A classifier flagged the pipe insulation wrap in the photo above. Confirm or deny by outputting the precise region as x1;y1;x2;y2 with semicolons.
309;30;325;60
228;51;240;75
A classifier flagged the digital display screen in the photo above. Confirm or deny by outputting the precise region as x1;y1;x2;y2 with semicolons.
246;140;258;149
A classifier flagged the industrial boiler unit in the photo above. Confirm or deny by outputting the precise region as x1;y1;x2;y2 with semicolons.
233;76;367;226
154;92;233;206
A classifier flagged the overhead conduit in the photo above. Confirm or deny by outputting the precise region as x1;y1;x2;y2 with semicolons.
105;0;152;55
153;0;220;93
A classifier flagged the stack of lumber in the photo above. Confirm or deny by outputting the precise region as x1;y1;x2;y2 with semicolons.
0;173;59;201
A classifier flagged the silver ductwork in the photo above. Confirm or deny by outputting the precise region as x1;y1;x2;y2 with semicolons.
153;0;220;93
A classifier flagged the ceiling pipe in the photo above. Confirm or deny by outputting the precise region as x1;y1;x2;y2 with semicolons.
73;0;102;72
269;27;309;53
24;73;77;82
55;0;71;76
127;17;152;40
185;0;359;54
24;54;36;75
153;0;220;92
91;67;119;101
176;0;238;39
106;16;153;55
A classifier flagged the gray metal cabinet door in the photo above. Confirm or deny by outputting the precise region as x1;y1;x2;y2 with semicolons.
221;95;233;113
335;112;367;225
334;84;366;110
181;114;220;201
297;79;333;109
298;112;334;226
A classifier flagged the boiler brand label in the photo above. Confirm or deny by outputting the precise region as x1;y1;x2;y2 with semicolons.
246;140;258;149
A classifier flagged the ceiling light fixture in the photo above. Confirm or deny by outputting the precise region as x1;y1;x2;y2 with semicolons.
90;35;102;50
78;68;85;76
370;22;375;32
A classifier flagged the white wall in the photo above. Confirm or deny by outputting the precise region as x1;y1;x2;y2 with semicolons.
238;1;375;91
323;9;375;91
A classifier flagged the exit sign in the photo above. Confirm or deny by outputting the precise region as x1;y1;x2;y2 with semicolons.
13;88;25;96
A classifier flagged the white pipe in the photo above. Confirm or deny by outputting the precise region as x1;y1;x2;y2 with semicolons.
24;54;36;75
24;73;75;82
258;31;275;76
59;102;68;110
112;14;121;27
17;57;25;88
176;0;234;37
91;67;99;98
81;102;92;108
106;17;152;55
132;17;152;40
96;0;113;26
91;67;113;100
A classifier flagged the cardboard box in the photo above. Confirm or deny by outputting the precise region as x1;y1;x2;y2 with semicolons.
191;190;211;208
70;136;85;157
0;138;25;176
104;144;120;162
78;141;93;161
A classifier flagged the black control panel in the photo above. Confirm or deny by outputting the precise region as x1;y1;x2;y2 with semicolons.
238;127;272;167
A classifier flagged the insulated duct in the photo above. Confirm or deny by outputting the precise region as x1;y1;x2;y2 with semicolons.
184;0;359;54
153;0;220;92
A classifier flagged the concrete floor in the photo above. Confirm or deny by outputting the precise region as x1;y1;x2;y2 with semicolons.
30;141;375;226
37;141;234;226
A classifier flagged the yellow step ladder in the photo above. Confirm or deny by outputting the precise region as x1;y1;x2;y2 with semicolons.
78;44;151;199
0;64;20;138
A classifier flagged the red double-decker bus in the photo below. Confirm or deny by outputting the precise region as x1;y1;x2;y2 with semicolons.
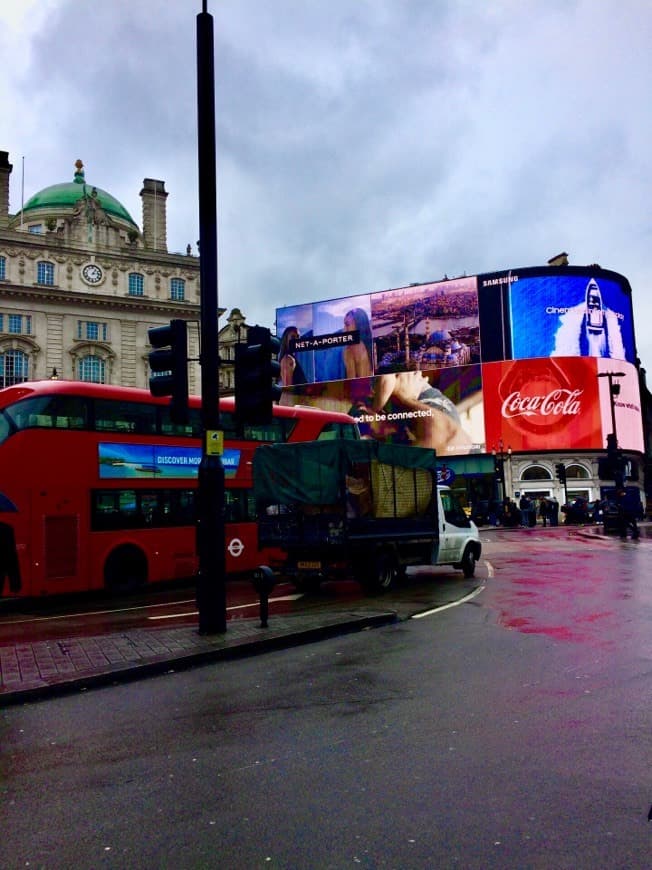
0;380;359;597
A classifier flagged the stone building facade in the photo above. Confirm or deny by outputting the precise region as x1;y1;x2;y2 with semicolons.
0;151;246;394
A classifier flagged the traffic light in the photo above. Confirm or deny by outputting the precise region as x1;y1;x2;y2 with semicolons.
147;320;188;424
235;326;281;424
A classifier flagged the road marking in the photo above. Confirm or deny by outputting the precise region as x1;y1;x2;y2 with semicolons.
411;583;486;619
147;592;303;620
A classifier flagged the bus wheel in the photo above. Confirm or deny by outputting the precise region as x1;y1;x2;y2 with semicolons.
104;544;147;590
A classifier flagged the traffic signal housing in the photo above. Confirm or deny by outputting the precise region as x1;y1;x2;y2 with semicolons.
147;320;188;424
235;326;282;425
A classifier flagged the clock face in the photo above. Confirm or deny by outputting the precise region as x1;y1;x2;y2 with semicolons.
82;263;102;284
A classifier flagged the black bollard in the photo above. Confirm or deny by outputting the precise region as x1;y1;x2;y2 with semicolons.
253;565;276;628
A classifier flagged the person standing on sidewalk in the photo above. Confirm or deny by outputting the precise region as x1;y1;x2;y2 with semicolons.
539;496;552;529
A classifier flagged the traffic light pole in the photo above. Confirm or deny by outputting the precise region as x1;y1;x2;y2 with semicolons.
197;0;226;634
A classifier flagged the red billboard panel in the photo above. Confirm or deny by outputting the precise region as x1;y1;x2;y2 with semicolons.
482;357;606;451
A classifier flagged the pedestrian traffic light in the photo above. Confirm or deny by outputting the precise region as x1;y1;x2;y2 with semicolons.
235;326;281;424
147;320;188;424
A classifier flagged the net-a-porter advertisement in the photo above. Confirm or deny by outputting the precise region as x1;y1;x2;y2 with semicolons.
277;267;643;457
276;278;480;387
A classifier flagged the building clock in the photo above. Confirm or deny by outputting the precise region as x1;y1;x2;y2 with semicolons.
82;263;104;284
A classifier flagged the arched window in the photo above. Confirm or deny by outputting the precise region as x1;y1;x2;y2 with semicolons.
36;260;54;287
79;354;106;384
566;465;591;480
521;465;552;480
129;272;145;296
0;350;29;387
170;278;186;302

§

* **Problem description**
Recast every line of the data above as a Markdown table with the columns "Row" and "Line": number the rows in order and put each line's text in the second column. Skip blank lines, and don't include the pictures in your answer.

* **Completed task**
| Row | Line |
|---|---|
| 1 | A classifier flagged the pipe insulation wrap in the photo above. Confirm or deny by outputting the precise region as x1;y1;x2;y2 with semicolons. |
| 2 | 309;30;325;60 |
| 3 | 228;51;240;75 |
| 4 | A classifier flagged the digital display screen in the photo above. Confirm or deny by outputting the precise region as x1;y1;x2;y2 with semicolons. |
| 5 | 246;140;258;149 |
| 6 | A classifier flagged the industrial boiler unit in the photo above. Confirm or deny by outputting the precise region as x1;y1;x2;y2 with semicolons. |
| 7 | 233;76;367;226 |
| 8 | 154;92;233;206 |
| 9 | A classifier flagged the overhead conduit in the photo above. Confirm or deny by outputting the precise region as x1;y1;x2;y2 with semicolons. |
| 10 | 105;0;152;55 |
| 11 | 153;0;220;93 |
| 12 | A classifier flagged the stack of lumber in the photo above. Confirm or deny by outputting the precise region as x1;y1;x2;y2 with semicolons. |
| 13 | 0;173;59;201 |
| 14 | A classifier flagged the silver ductwork in the photo above. Confirm or deny by outputting the precise region as x1;y1;x2;y2 with semicolons. |
| 15 | 153;0;220;93 |
| 16 | A classifier flagged the ceiling pipe in the photo above. Confirm or deny by outputting the precise region as x1;y1;x2;y2 with semicolons. |
| 17 | 73;0;102;72 |
| 18 | 269;27;309;53 |
| 19 | 24;73;77;82 |
| 20 | 55;0;71;76 |
| 21 | 127;17;152;40 |
| 22 | 185;0;359;54 |
| 23 | 24;54;36;75 |
| 24 | 153;0;220;92 |
| 25 | 91;67;119;101 |
| 26 | 176;0;238;39 |
| 27 | 106;16;153;55 |
| 28 | A classifier flagged the gray metal cabinet door in the photo above. Confirm or deny by outputting the precise region as x1;y1;x2;y2 with semicolons. |
| 29 | 221;95;233;113 |
| 30 | 335;112;367;225 |
| 31 | 334;84;366;110 |
| 32 | 181;114;220;201 |
| 33 | 297;79;333;109 |
| 34 | 298;112;334;226 |
| 35 | A classifier flagged the boiler brand label in the photo above. Confirm or deny by outputting the precise region as x1;y1;x2;y2 with semicolons. |
| 36 | 246;140;258;149 |
| 37 | A classifier flagged the ceiling light fixture in the photo above. Confirm or deny by outputting the precise region as x1;y1;x2;y2 with semicolons. |
| 38 | 90;35;102;50 |
| 39 | 78;68;85;76 |
| 40 | 370;22;375;32 |
| 41 | A classifier flagged the white wall in the photo above. Confirm or deny by outputting the precise region as x1;y1;x2;y2 with semicolons. |
| 42 | 238;1;375;91 |
| 43 | 323;9;375;91 |
| 44 | A classifier flagged the exit sign in the photo above. Confirm or deny by outputting the precise region as x1;y1;x2;y2 with semicolons. |
| 45 | 13;88;25;96 |
| 46 | A classifier flagged the white pipe in the photo above. Confirm or deny by outputting the precise region as x1;y1;x2;y2 with semicolons. |
| 47 | 24;54;36;75 |
| 48 | 24;73;75;82 |
| 49 | 258;31;275;76 |
| 50 | 59;102;68;110 |
| 51 | 112;14;121;27 |
| 52 | 17;57;25;88 |
| 53 | 176;0;234;37 |
| 54 | 91;67;99;98 |
| 55 | 81;102;92;108 |
| 56 | 106;17;152;55 |
| 57 | 132;17;152;40 |
| 58 | 96;0;113;26 |
| 59 | 91;67;113;100 |
| 60 | A classifier flagged the cardboard box in the photo above. Confirm or deny by outputting the precise region as x1;y1;x2;y2 with semicolons. |
| 61 | 191;190;211;208 |
| 62 | 70;136;85;157 |
| 63 | 0;138;25;176 |
| 64 | 104;144;120;162 |
| 65 | 78;141;93;161 |
| 66 | A classifier flagged the black control panel in the photo above. Confirm or deny by outputting the precise region as x1;y1;x2;y2 with semicolons. |
| 67 | 238;127;272;167 |
| 68 | A classifier flagged the insulated duct in the photo above. Confirm or deny by outputting the precise region as x1;y1;x2;y2 with semicolons. |
| 69 | 184;0;359;54 |
| 70 | 153;0;220;92 |
| 71 | A classifier flagged the concrete floor in the photo above. Confirm or deny by outputting the precise region as x1;y1;x2;y2 with semicolons. |
| 72 | 30;141;375;226 |
| 73 | 37;141;234;226 |
| 74 | A classifier flagged the yellow step ladder in the photo above. Confirm or deny by outputting the precise region as x1;y1;x2;y2 with semicolons. |
| 75 | 78;44;151;199 |
| 76 | 0;64;20;138 |
| 77 | A classifier flagged the red double-decker bus in the photo below. Confirm or deny by outputting the precise region as x1;y1;x2;y2 with semicolons. |
| 78 | 0;380;359;597 |
| 79 | A classifier flagged the stone building facade in the photo above. Confirm or deny by outputting the precise region as x1;y1;x2;y2 with semicolons. |
| 80 | 0;151;246;394 |
| 81 | A classifier flagged the traffic light in the photo above. Confirm or deny by outputting the precise region as x1;y1;x2;y2 with semicolons. |
| 82 | 147;320;188;424 |
| 83 | 235;326;281;424 |
| 84 | A classifier flagged the road marking in the photo above. Confirm or deny by outputting the precise region as x1;y1;x2;y2 with semicolons. |
| 85 | 411;583;486;619 |
| 86 | 147;592;303;620 |
| 87 | A classifier flagged the bus wheel in the photo above. Confirm or deny by outputting the precise region as x1;y1;x2;y2 with semicolons. |
| 88 | 104;544;147;590 |
| 89 | A classifier flagged the traffic signal housing in the photo above. Confirm or deny by outputting the precise region as x1;y1;x2;y2 with semicolons. |
| 90 | 147;320;188;424 |
| 91 | 235;326;282;425 |
| 92 | A classifier flagged the clock face in the photo above. Confirm or deny by outputting the precise region as x1;y1;x2;y2 with semicolons. |
| 93 | 82;263;102;284 |
| 94 | A classifier flagged the black bollard in the photo above. Confirm or deny by outputting the precise region as x1;y1;x2;y2 with semicolons. |
| 95 | 253;565;276;628 |
| 96 | A classifier flagged the person standing on sidewalk in the photo above. Confirm or deny by outputting the precise region as x1;y1;x2;y2 with semicolons. |
| 97 | 539;496;552;529 |
| 98 | A classifier flagged the traffic light pole in the photo above. Confirm or deny by outputting the precise region as x1;y1;x2;y2 with semicolons. |
| 99 | 197;0;226;634 |
| 100 | A classifier flagged the red billboard panel in the photo above. Confirm or deny by outputting the precise region as x1;y1;x2;y2 with semicolons. |
| 101 | 482;357;606;451 |
| 102 | A classifier flagged the pedestrian traffic light in the photo above. Confirm or deny by outputting the precise region as x1;y1;x2;y2 with semicolons. |
| 103 | 235;326;281;424 |
| 104 | 147;320;188;424 |
| 105 | A classifier flagged the net-a-porter advertisement in the photo above. Confirm or deny by outputting the precise region as x1;y1;x2;y2 with semicolons. |
| 106 | 277;267;643;457 |
| 107 | 276;278;480;387 |
| 108 | A classifier flagged the building clock in the photo above. Confirm or deny by outputting the precise region as x1;y1;x2;y2 with semicolons. |
| 109 | 82;263;104;284 |
| 110 | A classifier flagged the arched window in the photo above. Confirm or deny by outputting the precise region as x1;y1;x2;y2 with semicolons. |
| 111 | 36;260;54;287 |
| 112 | 79;354;106;384 |
| 113 | 566;465;591;480 |
| 114 | 521;465;552;480 |
| 115 | 129;272;145;296 |
| 116 | 0;350;29;387 |
| 117 | 170;278;186;302 |